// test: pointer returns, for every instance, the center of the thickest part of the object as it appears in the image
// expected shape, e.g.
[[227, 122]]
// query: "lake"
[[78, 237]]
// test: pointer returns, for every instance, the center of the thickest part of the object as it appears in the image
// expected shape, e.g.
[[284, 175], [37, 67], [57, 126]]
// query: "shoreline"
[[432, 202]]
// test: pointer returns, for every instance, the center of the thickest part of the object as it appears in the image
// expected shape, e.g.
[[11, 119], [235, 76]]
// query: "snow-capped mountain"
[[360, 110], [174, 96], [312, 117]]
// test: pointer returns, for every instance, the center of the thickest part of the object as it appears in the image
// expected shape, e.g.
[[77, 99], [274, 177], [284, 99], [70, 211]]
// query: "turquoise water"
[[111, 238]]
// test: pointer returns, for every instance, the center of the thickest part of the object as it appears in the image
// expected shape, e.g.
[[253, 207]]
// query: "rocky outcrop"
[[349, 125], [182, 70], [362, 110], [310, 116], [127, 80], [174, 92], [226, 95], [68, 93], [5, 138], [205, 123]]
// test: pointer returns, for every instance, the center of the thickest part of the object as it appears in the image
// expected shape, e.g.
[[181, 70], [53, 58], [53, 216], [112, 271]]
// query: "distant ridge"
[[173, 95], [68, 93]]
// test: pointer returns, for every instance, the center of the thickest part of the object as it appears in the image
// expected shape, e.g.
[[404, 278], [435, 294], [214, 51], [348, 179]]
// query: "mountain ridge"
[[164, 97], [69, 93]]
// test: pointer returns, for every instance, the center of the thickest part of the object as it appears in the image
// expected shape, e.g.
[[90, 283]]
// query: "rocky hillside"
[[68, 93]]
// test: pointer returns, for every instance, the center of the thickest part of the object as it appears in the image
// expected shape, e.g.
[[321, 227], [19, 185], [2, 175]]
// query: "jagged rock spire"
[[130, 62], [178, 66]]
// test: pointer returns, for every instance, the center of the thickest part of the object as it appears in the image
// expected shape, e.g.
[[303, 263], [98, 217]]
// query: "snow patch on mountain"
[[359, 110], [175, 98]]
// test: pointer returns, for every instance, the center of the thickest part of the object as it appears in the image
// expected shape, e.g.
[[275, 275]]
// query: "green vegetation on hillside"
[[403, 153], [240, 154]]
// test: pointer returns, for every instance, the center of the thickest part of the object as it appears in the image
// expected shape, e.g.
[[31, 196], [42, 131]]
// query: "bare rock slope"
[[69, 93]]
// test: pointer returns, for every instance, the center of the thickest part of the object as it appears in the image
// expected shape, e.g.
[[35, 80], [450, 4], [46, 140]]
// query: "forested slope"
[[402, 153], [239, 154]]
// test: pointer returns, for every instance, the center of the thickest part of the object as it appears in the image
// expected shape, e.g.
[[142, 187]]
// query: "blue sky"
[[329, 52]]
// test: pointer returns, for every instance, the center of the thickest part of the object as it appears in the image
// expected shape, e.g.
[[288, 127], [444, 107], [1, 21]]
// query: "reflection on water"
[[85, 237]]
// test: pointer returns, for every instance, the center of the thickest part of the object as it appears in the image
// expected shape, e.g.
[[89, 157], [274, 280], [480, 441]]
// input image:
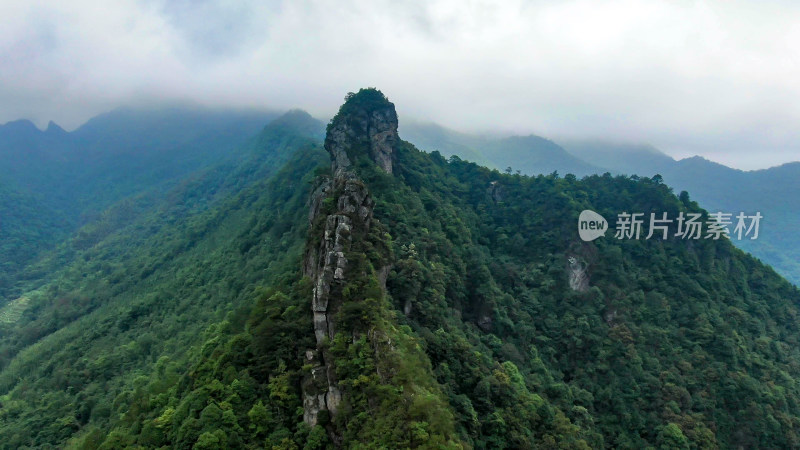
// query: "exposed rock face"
[[369, 127], [344, 206], [578, 278], [326, 266]]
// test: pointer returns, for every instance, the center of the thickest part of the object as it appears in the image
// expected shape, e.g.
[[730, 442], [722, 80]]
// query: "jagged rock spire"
[[366, 125]]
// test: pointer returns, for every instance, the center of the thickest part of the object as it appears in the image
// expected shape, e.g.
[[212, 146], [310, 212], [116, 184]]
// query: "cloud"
[[710, 78]]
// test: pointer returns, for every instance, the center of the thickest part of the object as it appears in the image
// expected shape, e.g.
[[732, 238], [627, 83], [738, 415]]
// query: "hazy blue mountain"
[[624, 158], [448, 142], [379, 296], [53, 181], [775, 192]]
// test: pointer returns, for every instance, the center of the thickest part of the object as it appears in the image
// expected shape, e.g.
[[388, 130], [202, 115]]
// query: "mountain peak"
[[366, 126], [54, 128]]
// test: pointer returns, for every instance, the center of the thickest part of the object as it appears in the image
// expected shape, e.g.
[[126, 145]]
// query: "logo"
[[591, 225]]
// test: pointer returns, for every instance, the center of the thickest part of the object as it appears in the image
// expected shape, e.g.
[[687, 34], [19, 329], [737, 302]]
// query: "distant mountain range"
[[775, 192]]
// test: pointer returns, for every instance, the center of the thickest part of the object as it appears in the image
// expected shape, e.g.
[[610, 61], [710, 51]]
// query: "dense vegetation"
[[181, 320]]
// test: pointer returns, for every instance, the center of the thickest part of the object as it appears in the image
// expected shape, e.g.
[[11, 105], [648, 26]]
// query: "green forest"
[[181, 316]]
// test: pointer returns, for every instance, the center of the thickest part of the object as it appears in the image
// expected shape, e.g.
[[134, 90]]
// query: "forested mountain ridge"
[[383, 297], [772, 191], [58, 181]]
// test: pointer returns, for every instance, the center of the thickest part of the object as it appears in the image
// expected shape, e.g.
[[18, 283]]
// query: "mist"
[[717, 79]]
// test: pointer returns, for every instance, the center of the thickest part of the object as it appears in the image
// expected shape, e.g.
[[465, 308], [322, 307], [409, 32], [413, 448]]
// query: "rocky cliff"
[[365, 130]]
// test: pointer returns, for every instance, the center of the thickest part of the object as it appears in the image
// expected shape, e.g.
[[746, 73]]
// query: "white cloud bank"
[[719, 79]]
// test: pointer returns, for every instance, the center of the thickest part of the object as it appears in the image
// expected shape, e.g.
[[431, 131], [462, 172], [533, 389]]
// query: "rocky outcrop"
[[326, 265], [367, 123], [578, 276], [341, 208]]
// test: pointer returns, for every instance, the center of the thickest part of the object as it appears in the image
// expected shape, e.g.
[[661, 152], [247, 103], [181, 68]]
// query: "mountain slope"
[[132, 302], [773, 192], [531, 154]]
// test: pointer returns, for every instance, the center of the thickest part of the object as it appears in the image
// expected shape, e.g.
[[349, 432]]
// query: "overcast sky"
[[718, 79]]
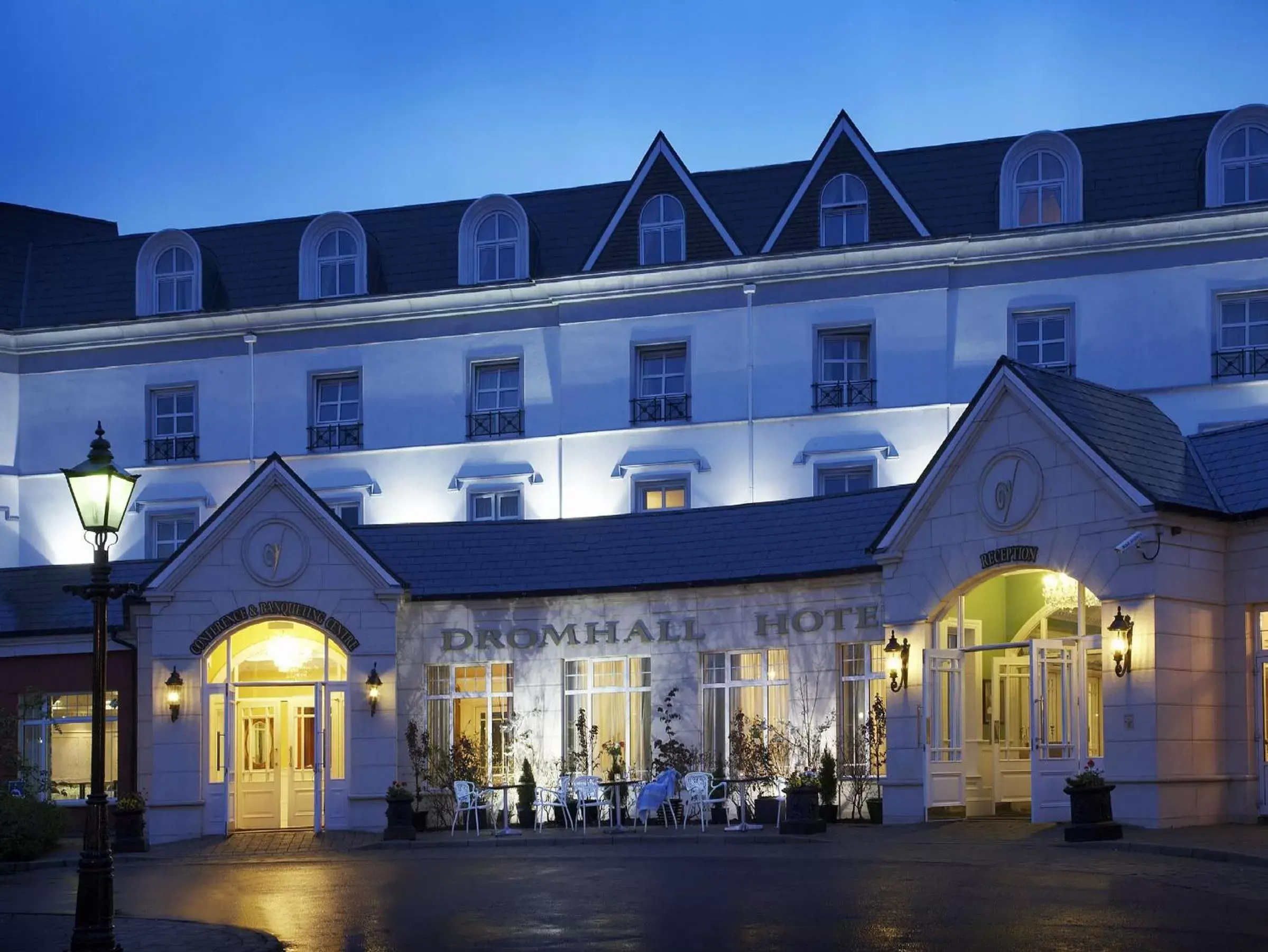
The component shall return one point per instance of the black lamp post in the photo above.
(102, 494)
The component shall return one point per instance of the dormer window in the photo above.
(844, 212)
(662, 233)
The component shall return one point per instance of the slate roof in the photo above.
(726, 544)
(32, 601)
(1130, 170)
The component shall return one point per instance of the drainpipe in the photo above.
(750, 291)
(250, 339)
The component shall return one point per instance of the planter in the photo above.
(400, 814)
(802, 812)
(129, 832)
(1091, 816)
(875, 809)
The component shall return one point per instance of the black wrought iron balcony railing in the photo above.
(670, 409)
(491, 424)
(169, 449)
(1246, 362)
(845, 393)
(335, 437)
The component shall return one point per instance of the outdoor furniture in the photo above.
(548, 800)
(700, 793)
(467, 800)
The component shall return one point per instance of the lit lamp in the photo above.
(102, 494)
(1120, 642)
(895, 661)
(372, 687)
(174, 683)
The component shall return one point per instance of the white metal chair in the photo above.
(589, 794)
(701, 794)
(467, 800)
(547, 801)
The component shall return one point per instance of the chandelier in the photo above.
(1062, 593)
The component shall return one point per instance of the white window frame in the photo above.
(845, 207)
(660, 227)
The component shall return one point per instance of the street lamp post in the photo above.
(102, 494)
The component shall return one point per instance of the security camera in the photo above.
(1134, 539)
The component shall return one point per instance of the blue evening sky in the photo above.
(188, 113)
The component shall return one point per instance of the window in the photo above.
(336, 412)
(172, 426)
(837, 481)
(754, 683)
(169, 532)
(661, 233)
(662, 387)
(336, 264)
(845, 371)
(1242, 345)
(863, 680)
(58, 743)
(844, 212)
(615, 696)
(661, 495)
(1043, 339)
(497, 240)
(496, 506)
(174, 282)
(495, 401)
(474, 703)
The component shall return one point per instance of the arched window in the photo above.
(336, 264)
(1041, 182)
(844, 212)
(332, 258)
(497, 240)
(662, 233)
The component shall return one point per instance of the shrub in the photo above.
(28, 827)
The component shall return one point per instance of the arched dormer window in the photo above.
(494, 241)
(1237, 158)
(332, 258)
(844, 212)
(169, 274)
(1041, 182)
(662, 236)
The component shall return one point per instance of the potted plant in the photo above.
(828, 788)
(1091, 809)
(400, 813)
(129, 824)
(526, 794)
(419, 743)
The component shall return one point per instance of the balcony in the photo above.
(488, 425)
(670, 409)
(844, 395)
(1247, 362)
(334, 437)
(172, 449)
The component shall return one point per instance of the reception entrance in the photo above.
(277, 727)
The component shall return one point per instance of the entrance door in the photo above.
(259, 791)
(944, 728)
(1054, 728)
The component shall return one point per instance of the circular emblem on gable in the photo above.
(275, 553)
(1010, 489)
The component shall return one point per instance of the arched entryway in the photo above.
(275, 728)
(1012, 695)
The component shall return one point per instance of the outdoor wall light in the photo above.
(1121, 642)
(895, 661)
(174, 683)
(372, 687)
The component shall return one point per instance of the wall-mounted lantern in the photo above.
(1120, 642)
(372, 687)
(174, 683)
(895, 661)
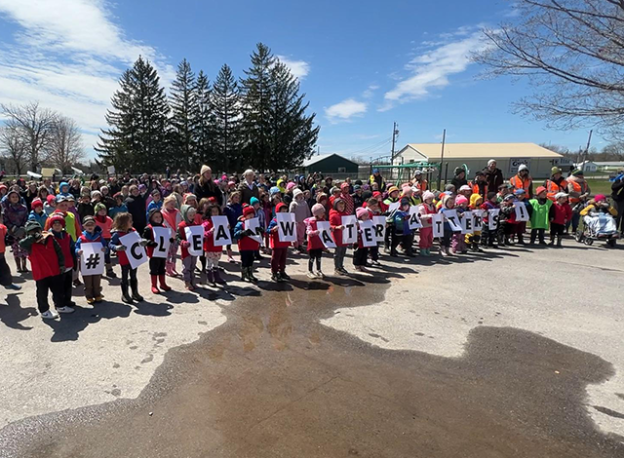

● ● ●

Task prompt — Reproduce verbatim the part of the records that opens with the line containing "entrance in the photo above." and closes with the line containing "(1054, 728)", including both of those lines.

Exercise response —
The component shall return one point per instance of the reception entrance in the photo above.
(277, 727)
The component shall return one point per instance of the entrance door in the photo above.
(259, 791)
(944, 728)
(1054, 728)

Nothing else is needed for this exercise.